== DATA PROVIDED ==
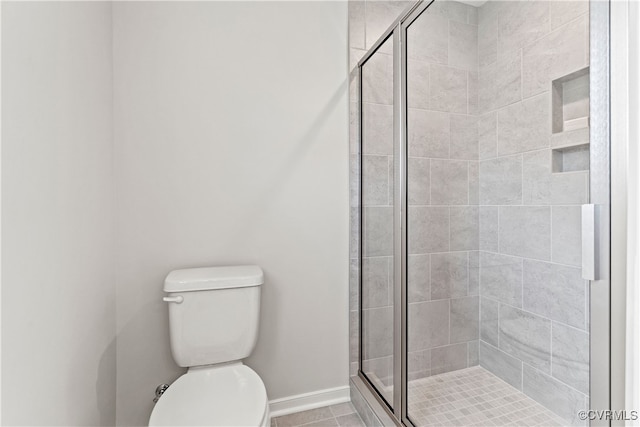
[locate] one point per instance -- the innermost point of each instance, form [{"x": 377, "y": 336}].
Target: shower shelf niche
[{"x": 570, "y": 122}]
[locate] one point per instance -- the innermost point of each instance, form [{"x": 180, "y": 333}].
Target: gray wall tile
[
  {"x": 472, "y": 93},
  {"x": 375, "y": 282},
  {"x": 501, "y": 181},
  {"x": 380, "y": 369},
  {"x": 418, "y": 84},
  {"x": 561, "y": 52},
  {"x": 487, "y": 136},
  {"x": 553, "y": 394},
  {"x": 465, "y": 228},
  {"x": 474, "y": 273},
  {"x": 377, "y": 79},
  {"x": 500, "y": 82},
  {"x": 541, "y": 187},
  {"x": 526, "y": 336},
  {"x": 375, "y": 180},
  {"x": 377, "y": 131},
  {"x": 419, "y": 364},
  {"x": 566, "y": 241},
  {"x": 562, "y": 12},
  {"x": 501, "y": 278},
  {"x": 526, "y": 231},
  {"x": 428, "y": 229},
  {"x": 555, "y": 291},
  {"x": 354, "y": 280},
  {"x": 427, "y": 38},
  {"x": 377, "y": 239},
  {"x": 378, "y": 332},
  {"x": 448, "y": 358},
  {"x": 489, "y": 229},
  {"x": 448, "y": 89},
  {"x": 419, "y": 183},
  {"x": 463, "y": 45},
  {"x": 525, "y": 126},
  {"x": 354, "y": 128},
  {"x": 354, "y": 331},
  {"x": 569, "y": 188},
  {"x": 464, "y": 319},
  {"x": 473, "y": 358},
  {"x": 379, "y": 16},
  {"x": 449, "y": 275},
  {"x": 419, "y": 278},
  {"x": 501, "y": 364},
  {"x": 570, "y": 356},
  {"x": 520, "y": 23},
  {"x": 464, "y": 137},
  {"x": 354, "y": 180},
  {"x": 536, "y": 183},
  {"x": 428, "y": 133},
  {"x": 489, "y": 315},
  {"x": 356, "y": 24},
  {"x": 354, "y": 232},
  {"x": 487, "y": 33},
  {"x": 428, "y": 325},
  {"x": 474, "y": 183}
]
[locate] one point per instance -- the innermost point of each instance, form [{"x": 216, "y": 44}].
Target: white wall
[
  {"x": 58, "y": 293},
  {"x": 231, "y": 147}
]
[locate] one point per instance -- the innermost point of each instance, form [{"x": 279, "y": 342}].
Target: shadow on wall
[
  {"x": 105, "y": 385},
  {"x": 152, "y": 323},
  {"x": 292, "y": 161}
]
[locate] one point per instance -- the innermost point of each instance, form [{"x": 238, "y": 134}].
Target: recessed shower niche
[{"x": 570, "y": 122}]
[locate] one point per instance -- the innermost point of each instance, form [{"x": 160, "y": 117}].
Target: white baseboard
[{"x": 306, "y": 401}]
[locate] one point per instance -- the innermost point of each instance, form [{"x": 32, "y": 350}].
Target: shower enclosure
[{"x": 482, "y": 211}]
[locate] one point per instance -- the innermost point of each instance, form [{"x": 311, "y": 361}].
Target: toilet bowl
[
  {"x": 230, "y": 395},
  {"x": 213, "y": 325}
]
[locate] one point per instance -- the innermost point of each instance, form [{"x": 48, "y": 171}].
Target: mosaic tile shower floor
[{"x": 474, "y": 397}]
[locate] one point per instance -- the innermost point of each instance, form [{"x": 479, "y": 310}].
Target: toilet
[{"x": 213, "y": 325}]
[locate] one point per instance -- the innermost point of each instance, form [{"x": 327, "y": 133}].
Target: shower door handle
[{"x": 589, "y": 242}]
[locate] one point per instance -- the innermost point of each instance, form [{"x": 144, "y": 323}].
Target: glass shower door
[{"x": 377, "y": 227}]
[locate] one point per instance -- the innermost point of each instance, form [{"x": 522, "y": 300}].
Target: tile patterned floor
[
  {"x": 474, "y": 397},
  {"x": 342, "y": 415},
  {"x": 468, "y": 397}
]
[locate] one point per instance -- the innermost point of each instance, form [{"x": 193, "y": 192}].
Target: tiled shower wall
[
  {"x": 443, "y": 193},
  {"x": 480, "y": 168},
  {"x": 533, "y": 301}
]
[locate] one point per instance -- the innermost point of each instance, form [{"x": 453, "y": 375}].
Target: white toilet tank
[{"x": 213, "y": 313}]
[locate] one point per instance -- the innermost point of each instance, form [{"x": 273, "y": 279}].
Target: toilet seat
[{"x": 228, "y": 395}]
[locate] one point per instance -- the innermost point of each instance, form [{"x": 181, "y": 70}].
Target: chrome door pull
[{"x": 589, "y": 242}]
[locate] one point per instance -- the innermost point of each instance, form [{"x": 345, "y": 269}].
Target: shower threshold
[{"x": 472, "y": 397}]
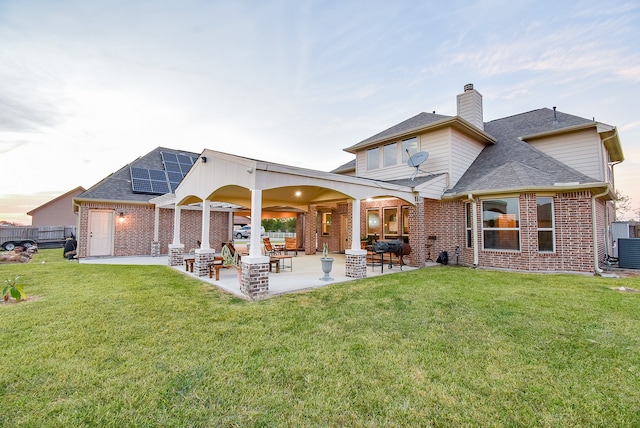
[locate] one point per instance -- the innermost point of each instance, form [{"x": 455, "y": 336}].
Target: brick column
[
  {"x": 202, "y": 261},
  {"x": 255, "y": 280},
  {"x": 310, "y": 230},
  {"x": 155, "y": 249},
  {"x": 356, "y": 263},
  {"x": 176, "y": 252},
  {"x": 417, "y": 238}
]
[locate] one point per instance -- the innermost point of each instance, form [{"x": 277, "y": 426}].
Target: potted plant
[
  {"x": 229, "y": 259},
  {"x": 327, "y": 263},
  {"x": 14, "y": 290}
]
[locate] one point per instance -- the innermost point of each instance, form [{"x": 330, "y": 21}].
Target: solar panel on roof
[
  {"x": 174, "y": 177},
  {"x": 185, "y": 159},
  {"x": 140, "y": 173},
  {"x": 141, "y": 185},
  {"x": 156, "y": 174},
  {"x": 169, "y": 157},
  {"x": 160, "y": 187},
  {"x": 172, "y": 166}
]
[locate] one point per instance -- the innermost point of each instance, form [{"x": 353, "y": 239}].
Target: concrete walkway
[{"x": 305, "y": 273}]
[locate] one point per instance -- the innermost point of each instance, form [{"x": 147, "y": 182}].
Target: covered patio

== EXERCISE DETAILS ==
Transcribe each entry exactly; images stay out.

== EXERCISE ANSWER ==
[locate] one point per instance -- the innermost point of each instance, form [{"x": 377, "y": 336}].
Target: shower shelf niche
[{"x": 570, "y": 122}]
[locate] one point per instance -- the innermost point of each instance, form [{"x": 180, "y": 333}].
Target: gray wall tile
[
  {"x": 472, "y": 93},
  {"x": 375, "y": 282},
  {"x": 501, "y": 181},
  {"x": 380, "y": 369},
  {"x": 418, "y": 84},
  {"x": 561, "y": 52},
  {"x": 487, "y": 136},
  {"x": 553, "y": 394},
  {"x": 465, "y": 228},
  {"x": 474, "y": 273},
  {"x": 377, "y": 79},
  {"x": 500, "y": 82},
  {"x": 541, "y": 187},
  {"x": 526, "y": 336},
  {"x": 375, "y": 180},
  {"x": 377, "y": 131},
  {"x": 419, "y": 364},
  {"x": 566, "y": 241},
  {"x": 562, "y": 12},
  {"x": 501, "y": 278},
  {"x": 526, "y": 231},
  {"x": 428, "y": 229},
  {"x": 555, "y": 291},
  {"x": 354, "y": 280},
  {"x": 427, "y": 38},
  {"x": 377, "y": 239},
  {"x": 378, "y": 332},
  {"x": 448, "y": 358},
  {"x": 489, "y": 229},
  {"x": 448, "y": 89},
  {"x": 419, "y": 183},
  {"x": 463, "y": 45},
  {"x": 525, "y": 126},
  {"x": 354, "y": 128},
  {"x": 354, "y": 331},
  {"x": 569, "y": 188},
  {"x": 464, "y": 319},
  {"x": 473, "y": 358},
  {"x": 379, "y": 16},
  {"x": 449, "y": 275},
  {"x": 419, "y": 278},
  {"x": 501, "y": 364},
  {"x": 570, "y": 356},
  {"x": 520, "y": 23},
  {"x": 464, "y": 137},
  {"x": 354, "y": 180},
  {"x": 536, "y": 183},
  {"x": 428, "y": 133},
  {"x": 489, "y": 315},
  {"x": 356, "y": 24},
  {"x": 354, "y": 232},
  {"x": 487, "y": 33},
  {"x": 428, "y": 325},
  {"x": 474, "y": 183}
]
[locate] one point per instance -- the innermost point of each instance, form [{"x": 216, "y": 44}].
Target: white wall
[
  {"x": 58, "y": 293},
  {"x": 231, "y": 147}
]
[locate] one point per instance -- the innermost point of each instance, form [{"x": 279, "y": 342}].
Target: shadow on wall
[
  {"x": 105, "y": 385},
  {"x": 152, "y": 323},
  {"x": 292, "y": 161}
]
[locate] one point per instance -- the innermost point of each instance, form [{"x": 238, "y": 134}].
Target: recessed shower niche
[{"x": 570, "y": 122}]
[locate] one point per instance -- the innermost point of each instance, form [{"x": 160, "y": 117}].
Target: white baseboard
[{"x": 306, "y": 401}]
[locate] one point per instance -- the innermost point of each instance, form [{"x": 32, "y": 350}].
Target: shower enclosure
[{"x": 482, "y": 211}]
[locate] one point per instance -- the innermost point of each instance, form [{"x": 311, "y": 361}].
Target: toilet bowl
[
  {"x": 230, "y": 395},
  {"x": 213, "y": 325}
]
[locate] one point per instance -- the innermost point of each instance, form [{"x": 48, "y": 171}].
Target: mosaic tile shower floor
[{"x": 474, "y": 397}]
[locate] one point per instance -- the innermost point of each instance, form [{"x": 479, "y": 310}].
Target: toilet
[{"x": 213, "y": 325}]
[locate] one point per instance -- the innermost point of each instance, form [{"x": 327, "y": 133}].
Target: shower door handle
[{"x": 589, "y": 242}]
[locate] one point per instance -- the innermost point of each instance, form [{"x": 144, "y": 323}].
Target: glass shower door
[{"x": 377, "y": 227}]
[locate] one point per instance -- the innermost point of each instance, form [{"x": 522, "y": 300}].
Target: tile patterned floor
[
  {"x": 474, "y": 397},
  {"x": 342, "y": 415},
  {"x": 468, "y": 397}
]
[locate] one point per instance -- the innermost point of each instance, form [{"x": 193, "y": 192}].
Target: tiled shower wall
[
  {"x": 443, "y": 193},
  {"x": 480, "y": 168},
  {"x": 533, "y": 301}
]
[locate] one point per instance -- the innermost point of each instance, form [{"x": 453, "y": 375}].
Target: white toilet tank
[{"x": 213, "y": 313}]
[locate] one point per instance -- the innermost point of each instance, form [{"x": 273, "y": 279}].
Target: toilet seat
[{"x": 228, "y": 395}]
[locate] one point per instance -- the innermost point of each instance, form [{"x": 181, "y": 70}].
Target: chrome door pull
[{"x": 589, "y": 242}]
[locate] one point per instance -- the innermost point of each instance, form [{"x": 345, "y": 269}].
Target: shower threshold
[{"x": 472, "y": 397}]
[locate] one point per instance -- the innermost point of each instance, form [{"x": 455, "y": 336}].
Target: brick column
[
  {"x": 202, "y": 261},
  {"x": 255, "y": 280},
  {"x": 310, "y": 230},
  {"x": 155, "y": 249},
  {"x": 356, "y": 263},
  {"x": 176, "y": 252},
  {"x": 417, "y": 238}
]
[locate] one point per instance -- the innermost point of each instance, form [{"x": 277, "y": 426}].
Target: potted plant
[
  {"x": 229, "y": 259},
  {"x": 327, "y": 263},
  {"x": 14, "y": 290}
]
[locate] one point per instance -- the innermost point of each instance, form [{"x": 330, "y": 21}].
Target: solar panel on roof
[
  {"x": 174, "y": 177},
  {"x": 185, "y": 159},
  {"x": 140, "y": 173},
  {"x": 141, "y": 185},
  {"x": 156, "y": 174},
  {"x": 169, "y": 157},
  {"x": 160, "y": 187},
  {"x": 172, "y": 166}
]
[locate] one point per instance -- the innermost point of each instance, form [{"x": 353, "y": 239}].
Target: concrete walkway
[{"x": 305, "y": 273}]
[locate] one point per instance -- the innermost point of each instance, form [{"x": 147, "y": 182}].
Target: covered patio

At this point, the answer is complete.